WRITTEN REQUEST: Please return each line of the data below that contains the word "bumper", copied in full.
* start SUPPLIED INFORMATION *
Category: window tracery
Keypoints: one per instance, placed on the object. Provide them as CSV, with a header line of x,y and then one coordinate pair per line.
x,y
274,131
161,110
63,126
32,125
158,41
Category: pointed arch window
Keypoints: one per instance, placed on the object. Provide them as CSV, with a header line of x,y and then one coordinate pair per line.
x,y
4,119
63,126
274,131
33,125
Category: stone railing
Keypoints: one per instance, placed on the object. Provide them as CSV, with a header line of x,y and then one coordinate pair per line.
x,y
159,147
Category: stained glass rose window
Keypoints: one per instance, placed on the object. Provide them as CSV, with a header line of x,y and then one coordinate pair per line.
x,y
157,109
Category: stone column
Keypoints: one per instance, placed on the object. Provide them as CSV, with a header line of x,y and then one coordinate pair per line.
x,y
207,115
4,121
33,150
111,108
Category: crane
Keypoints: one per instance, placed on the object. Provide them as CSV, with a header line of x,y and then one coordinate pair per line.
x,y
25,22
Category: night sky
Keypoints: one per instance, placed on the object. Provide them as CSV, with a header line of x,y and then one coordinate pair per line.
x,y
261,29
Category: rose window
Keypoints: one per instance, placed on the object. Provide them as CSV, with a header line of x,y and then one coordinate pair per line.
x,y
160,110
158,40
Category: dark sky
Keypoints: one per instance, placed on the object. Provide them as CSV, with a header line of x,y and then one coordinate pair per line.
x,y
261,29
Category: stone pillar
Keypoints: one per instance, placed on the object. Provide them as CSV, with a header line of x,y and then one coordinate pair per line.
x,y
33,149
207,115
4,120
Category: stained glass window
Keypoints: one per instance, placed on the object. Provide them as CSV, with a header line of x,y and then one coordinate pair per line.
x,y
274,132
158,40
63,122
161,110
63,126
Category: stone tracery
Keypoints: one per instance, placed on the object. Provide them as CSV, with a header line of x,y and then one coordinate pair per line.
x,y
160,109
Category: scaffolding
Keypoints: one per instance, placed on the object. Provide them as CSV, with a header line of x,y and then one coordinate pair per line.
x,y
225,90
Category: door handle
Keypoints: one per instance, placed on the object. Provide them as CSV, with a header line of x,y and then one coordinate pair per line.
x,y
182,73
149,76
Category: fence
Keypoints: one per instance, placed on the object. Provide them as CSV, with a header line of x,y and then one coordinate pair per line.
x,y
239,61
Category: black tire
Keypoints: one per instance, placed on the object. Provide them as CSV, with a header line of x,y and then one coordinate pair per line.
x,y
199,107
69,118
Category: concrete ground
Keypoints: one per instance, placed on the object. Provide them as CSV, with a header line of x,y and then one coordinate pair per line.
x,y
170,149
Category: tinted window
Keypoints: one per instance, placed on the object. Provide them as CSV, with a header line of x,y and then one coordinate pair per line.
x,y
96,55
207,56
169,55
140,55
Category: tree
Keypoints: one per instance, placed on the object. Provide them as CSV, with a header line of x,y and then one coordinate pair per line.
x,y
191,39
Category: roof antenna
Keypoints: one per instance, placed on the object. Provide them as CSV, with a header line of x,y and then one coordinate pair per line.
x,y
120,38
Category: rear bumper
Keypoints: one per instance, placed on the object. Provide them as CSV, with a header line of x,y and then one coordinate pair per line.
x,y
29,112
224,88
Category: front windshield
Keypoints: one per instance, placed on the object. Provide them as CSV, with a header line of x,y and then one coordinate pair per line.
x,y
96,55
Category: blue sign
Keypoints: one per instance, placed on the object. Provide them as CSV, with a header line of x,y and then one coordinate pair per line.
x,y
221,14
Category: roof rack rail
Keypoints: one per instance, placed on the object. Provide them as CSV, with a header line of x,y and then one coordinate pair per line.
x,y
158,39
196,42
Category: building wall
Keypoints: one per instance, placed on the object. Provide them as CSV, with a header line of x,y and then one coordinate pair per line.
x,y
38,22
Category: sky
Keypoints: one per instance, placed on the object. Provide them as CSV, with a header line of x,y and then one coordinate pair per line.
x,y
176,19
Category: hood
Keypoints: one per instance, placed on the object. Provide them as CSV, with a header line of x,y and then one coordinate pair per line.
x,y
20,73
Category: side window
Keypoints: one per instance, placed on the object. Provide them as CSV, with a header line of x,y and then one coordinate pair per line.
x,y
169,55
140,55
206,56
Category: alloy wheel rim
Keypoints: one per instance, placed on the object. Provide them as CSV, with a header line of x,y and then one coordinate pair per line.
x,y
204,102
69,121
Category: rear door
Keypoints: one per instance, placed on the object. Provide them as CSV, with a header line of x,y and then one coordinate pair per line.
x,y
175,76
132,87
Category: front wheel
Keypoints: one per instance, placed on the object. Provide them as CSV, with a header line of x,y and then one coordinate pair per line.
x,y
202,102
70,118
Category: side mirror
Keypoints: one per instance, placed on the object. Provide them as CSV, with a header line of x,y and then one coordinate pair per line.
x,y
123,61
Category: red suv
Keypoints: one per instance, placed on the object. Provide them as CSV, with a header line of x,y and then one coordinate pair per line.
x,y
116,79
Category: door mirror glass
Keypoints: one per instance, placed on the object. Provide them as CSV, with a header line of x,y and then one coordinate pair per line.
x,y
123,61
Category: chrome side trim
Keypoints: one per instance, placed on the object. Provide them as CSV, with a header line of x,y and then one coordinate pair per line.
* end SUPPLIED INFORMATION *
* start SUPPLIED INFORMATION *
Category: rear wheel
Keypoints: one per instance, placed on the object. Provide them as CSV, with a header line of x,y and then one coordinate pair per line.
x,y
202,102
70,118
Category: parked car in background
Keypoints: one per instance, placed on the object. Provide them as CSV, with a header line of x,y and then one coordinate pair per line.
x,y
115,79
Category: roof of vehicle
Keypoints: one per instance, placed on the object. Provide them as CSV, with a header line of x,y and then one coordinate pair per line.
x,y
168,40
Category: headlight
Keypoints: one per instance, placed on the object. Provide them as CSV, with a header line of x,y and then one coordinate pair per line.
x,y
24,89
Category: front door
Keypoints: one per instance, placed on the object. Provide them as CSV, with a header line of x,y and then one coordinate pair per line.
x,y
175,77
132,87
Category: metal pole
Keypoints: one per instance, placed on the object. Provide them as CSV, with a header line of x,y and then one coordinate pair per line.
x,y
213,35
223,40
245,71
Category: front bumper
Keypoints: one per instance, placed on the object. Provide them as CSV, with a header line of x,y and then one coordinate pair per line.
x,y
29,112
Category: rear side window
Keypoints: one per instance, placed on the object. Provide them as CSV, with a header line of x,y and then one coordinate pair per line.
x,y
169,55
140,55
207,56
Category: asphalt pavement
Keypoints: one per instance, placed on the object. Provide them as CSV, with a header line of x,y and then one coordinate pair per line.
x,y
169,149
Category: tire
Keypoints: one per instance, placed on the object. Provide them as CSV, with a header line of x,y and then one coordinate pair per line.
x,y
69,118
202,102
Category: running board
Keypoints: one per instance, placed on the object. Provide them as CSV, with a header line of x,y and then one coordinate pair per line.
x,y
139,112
* end SUPPLIED INFORMATION *
WRITTEN SOLUTION:
Category: rear bumper
Category: front bumper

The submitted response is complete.